## [TASK DETAILS]
Locate the line containing "Rules. Find each instance of the water", then please write out that line and all the lines below it in the entries exactly.

## [DATA EXTRACT]
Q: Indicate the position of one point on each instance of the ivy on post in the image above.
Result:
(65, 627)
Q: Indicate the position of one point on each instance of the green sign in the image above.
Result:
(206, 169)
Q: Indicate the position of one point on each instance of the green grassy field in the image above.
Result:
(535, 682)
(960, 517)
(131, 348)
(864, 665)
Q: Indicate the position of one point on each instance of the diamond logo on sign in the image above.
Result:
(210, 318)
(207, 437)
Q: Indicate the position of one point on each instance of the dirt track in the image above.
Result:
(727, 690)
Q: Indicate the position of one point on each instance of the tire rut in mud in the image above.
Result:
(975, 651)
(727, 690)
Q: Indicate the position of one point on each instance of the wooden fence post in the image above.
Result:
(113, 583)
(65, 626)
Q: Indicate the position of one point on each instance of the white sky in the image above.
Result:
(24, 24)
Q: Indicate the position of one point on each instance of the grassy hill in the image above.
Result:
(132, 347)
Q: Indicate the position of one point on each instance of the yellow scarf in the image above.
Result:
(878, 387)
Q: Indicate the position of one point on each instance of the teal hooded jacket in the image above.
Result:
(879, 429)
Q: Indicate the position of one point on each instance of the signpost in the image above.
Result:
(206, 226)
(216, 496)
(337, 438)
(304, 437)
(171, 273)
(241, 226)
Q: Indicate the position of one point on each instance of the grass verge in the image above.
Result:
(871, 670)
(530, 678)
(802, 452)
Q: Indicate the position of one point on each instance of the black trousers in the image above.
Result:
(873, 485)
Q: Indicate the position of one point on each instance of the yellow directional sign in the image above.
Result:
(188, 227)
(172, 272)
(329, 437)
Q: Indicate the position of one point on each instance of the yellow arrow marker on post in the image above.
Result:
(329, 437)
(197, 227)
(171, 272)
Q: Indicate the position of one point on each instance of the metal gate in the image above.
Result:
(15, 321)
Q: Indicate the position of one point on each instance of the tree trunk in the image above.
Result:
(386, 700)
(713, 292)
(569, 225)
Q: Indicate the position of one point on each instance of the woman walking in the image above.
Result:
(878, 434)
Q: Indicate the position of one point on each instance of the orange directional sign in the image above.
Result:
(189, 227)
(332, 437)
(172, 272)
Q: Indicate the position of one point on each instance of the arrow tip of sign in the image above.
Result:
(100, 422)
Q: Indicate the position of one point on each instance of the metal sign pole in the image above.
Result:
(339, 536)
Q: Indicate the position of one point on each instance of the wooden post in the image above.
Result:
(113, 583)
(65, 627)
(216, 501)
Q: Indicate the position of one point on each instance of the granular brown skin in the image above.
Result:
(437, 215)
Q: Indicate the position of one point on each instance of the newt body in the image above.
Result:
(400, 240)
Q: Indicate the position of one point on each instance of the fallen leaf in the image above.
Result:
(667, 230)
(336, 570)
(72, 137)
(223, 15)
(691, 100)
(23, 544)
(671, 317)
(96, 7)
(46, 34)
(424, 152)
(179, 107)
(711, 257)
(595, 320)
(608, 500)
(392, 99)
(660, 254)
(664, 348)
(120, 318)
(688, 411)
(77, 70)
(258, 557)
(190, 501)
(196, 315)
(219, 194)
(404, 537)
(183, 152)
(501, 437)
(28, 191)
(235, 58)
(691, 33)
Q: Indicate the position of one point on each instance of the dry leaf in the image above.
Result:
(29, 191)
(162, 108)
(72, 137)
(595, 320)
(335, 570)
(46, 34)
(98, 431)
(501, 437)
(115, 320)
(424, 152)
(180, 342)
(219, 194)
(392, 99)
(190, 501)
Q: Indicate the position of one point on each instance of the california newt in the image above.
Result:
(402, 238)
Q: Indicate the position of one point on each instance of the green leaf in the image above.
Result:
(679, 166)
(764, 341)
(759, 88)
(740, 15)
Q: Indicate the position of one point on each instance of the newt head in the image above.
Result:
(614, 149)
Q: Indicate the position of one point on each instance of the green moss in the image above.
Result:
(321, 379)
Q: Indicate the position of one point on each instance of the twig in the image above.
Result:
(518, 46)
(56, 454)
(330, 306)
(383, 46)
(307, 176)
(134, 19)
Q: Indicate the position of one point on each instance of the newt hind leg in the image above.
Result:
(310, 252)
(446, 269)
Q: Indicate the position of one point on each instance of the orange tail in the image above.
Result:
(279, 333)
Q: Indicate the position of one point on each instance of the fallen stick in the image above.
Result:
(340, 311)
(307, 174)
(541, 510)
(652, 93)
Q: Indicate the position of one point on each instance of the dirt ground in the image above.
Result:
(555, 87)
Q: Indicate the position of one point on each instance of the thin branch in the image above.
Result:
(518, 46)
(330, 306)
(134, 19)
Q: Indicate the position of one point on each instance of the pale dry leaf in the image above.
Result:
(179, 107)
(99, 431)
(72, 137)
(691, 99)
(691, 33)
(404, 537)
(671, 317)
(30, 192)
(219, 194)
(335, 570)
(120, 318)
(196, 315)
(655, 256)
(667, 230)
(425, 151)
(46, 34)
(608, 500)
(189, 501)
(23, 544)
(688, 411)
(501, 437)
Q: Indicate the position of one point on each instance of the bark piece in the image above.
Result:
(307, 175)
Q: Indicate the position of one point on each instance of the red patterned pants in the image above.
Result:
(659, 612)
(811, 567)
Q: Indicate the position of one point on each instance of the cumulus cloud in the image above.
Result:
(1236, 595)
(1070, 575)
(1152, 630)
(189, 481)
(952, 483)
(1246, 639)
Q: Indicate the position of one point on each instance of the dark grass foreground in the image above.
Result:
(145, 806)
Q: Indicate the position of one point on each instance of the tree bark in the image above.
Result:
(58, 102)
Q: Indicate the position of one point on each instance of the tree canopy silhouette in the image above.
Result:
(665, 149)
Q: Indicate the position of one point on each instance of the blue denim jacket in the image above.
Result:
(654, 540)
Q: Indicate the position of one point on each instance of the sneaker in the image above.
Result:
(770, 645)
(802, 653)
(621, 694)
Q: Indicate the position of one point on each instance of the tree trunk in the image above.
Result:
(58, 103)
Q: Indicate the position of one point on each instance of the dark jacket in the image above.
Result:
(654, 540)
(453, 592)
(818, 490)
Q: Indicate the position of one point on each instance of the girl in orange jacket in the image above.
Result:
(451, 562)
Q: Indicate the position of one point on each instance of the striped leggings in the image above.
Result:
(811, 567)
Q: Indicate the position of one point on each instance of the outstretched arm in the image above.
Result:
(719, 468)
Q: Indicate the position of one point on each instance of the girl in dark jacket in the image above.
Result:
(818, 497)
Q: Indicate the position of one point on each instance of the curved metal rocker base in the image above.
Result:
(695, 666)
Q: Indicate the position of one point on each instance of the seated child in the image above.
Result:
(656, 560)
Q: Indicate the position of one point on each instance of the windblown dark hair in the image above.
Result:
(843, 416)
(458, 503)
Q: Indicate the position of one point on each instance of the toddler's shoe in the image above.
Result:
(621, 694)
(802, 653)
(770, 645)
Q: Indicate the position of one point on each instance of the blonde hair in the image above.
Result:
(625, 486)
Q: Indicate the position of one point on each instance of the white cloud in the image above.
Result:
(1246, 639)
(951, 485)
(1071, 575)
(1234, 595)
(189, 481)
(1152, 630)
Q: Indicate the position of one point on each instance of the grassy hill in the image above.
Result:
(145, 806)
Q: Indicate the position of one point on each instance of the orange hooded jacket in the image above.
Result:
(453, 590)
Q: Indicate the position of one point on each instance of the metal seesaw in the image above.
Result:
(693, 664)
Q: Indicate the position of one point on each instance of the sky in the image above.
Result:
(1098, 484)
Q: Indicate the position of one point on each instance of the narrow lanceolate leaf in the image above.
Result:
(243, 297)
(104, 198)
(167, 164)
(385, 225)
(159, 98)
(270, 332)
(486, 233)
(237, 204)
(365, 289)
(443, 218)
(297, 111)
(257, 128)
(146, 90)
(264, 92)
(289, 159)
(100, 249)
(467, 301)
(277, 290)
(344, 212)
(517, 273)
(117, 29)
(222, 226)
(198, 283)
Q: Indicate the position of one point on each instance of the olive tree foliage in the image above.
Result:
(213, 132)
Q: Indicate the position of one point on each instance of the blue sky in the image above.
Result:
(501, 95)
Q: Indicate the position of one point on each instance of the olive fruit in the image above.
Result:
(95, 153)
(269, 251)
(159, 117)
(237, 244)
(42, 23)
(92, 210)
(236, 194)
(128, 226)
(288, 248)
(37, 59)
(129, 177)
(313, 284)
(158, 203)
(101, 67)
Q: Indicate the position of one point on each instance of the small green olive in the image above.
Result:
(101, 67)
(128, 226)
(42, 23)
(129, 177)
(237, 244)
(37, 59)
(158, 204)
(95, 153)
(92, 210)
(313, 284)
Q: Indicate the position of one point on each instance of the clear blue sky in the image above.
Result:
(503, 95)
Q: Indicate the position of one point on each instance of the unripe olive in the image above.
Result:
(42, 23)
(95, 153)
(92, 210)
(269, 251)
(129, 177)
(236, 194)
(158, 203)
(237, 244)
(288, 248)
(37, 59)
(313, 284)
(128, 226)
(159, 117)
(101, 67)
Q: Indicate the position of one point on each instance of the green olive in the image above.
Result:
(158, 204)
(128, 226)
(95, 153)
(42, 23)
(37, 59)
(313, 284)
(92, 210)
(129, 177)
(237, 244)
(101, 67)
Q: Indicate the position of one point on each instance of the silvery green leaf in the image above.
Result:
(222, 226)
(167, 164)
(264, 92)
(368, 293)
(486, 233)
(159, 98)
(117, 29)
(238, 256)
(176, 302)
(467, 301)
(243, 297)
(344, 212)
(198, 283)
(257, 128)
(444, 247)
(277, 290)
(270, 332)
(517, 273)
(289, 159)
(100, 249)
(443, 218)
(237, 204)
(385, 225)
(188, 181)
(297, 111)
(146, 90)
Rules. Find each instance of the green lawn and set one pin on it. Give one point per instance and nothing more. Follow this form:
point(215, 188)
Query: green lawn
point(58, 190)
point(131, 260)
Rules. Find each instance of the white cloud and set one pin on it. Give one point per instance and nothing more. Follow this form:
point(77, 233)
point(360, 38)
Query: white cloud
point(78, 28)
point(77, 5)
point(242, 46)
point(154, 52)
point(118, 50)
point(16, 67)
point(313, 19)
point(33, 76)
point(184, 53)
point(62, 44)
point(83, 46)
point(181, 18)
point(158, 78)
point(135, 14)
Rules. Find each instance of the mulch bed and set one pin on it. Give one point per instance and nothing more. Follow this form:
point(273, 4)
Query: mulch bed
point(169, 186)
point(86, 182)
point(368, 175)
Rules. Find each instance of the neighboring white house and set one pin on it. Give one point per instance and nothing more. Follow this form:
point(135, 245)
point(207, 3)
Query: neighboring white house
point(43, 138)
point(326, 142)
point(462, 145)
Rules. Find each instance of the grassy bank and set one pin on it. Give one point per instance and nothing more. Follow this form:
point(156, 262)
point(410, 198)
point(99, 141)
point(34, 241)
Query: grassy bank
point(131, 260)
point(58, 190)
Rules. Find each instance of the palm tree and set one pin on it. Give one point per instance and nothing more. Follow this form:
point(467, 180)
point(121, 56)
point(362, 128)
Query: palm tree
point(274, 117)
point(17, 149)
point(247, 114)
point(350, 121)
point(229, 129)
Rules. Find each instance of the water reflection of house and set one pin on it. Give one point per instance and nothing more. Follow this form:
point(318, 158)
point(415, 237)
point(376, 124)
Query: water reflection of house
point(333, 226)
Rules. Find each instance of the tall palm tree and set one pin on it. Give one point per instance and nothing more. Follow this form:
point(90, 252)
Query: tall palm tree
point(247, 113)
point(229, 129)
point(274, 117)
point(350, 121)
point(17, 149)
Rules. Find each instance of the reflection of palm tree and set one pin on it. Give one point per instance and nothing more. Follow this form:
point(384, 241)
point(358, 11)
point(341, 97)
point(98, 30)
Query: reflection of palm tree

## [FULL OUTPUT]
Rules. Find each instance of the water reflection of house and set one pin on it. Give one point per instance and nothing more. Follow this form:
point(318, 158)
point(415, 237)
point(376, 124)
Query: water reflection of house
point(333, 226)
Rules. Find each instance of the tall palm tree and set one pin on it. Give one point per instance and nothing more. Follow this form:
point(90, 252)
Query: tall palm tree
point(247, 113)
point(229, 129)
point(274, 117)
point(350, 121)
point(17, 149)
Rules. Find each instance of the reflection of palm tree and set one pin on it. Give one point per instance and nothing more. Follow this form:
point(384, 241)
point(358, 11)
point(341, 97)
point(98, 30)
Query: reflection of palm tree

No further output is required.